BEGIN Records for the task

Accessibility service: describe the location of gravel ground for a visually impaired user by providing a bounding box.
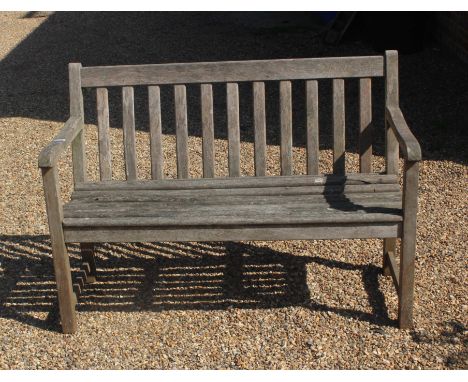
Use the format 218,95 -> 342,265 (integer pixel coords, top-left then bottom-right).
0,13 -> 468,369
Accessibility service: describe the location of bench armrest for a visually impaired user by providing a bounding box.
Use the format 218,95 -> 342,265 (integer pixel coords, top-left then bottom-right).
385,106 -> 421,162
38,117 -> 83,168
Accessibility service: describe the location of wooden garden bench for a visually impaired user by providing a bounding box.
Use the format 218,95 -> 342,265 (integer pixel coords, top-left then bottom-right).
39,51 -> 421,333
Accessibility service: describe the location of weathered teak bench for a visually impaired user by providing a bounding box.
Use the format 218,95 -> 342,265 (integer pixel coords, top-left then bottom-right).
39,51 -> 421,333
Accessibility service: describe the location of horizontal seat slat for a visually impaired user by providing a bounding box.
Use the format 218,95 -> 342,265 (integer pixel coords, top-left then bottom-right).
75,174 -> 398,191
64,223 -> 401,243
65,190 -> 401,206
63,175 -> 402,230
81,56 -> 384,87
73,184 -> 400,199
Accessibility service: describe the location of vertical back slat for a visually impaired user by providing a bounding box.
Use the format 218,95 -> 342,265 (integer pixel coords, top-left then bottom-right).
200,84 -> 215,178
122,86 -> 137,180
385,50 -> 400,174
174,85 -> 189,179
359,78 -> 372,173
333,78 -> 345,175
68,63 -> 86,184
306,80 -> 319,175
226,83 -> 240,176
148,86 -> 163,179
280,81 -> 292,175
253,82 -> 266,176
96,88 -> 112,180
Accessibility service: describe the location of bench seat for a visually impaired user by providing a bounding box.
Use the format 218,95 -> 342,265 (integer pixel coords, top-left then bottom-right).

END Records for the task

- _What is expected_
Copy out every row above word for word, leaving out the picture.

- _Exercise solution_
Accessibility service: describe the location of gravel ground for a visually impaired user by providing a bounding box.
Use the format 218,95 -> 342,265 (integer pixel coords, top-left then bottom-right).
0,13 -> 468,369
Accessibility service: describe the location of bench armrest for a visually impaired user by providing a bounding box.
Use the format 218,95 -> 342,265 (integer pixel coords, top-left then bottom-right).
385,106 -> 421,162
38,117 -> 83,168
Accessibility service: describe the location of wooden garden bench for a visually impaired user by providing a bounding box.
Use the format 218,95 -> 342,265 (integer pixel coords, top-left then bottom-right).
39,51 -> 421,333
Accessibility service: describe the location of weathered teak bench for a visually impaired user by providing a bounding box.
Use the format 218,95 -> 342,265 (integer pixel coords, top-left then bottom-right).
39,51 -> 421,333
Accessibility service: describe the location of horizontal seat slat for a visually impaired user by providing a bounding box.
Use the format 218,95 -> 342,265 (integer pixel coords, top-left then bottom-right).
75,174 -> 398,191
64,223 -> 401,243
65,190 -> 401,206
63,175 -> 402,230
81,56 -> 384,87
73,184 -> 400,199
Accessibility service: describe the location of vertical back slat for a visually impaired user by providing a bounding box.
Use the format 218,95 -> 342,265 (integer pixel coords, top-left then bottom-right).
200,84 -> 215,178
122,86 -> 137,180
385,50 -> 400,174
174,85 -> 189,179
359,78 -> 372,173
333,78 -> 345,175
68,63 -> 86,184
306,80 -> 319,175
226,83 -> 240,176
148,86 -> 163,179
280,81 -> 292,175
253,82 -> 266,176
96,88 -> 112,180
Accessibility service: describe the location of bench seat for a visually impaired user by providing a bounding box.
Use the format 218,95 -> 342,265 (integer pixel coords, top-left then bottom-right).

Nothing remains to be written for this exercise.